(Object pointing dataset rows)
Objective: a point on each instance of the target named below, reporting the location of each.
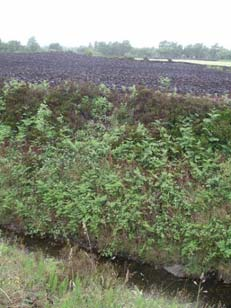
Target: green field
(30, 280)
(226, 63)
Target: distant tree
(55, 47)
(32, 45)
(196, 51)
(14, 46)
(215, 52)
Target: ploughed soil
(59, 66)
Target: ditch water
(145, 277)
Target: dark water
(146, 277)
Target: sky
(143, 22)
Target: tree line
(166, 49)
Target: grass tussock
(140, 172)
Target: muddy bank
(149, 278)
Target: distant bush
(142, 172)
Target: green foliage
(74, 163)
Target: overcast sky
(142, 22)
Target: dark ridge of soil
(59, 66)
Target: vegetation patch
(139, 173)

What the task requires :: Give again the lines from the line holding "Target: distant tree" through the close of the listing, both included, exactly as written and with nothing else.

Complete output ::
Target: distant tree
(55, 47)
(32, 45)
(196, 51)
(14, 46)
(215, 52)
Target: ploughed soil
(59, 66)
Target: ditch water
(145, 277)
Target: dark water
(146, 277)
Target: sky
(143, 22)
Target: tree line
(166, 49)
Target: grass tussock
(140, 172)
Target: muddy bank
(149, 278)
Target: distant bush
(142, 172)
Target: green foliage
(74, 163)
Target: overcast sky
(142, 22)
Target: dark ridge of soil
(59, 66)
Target: vegetation patch
(139, 173)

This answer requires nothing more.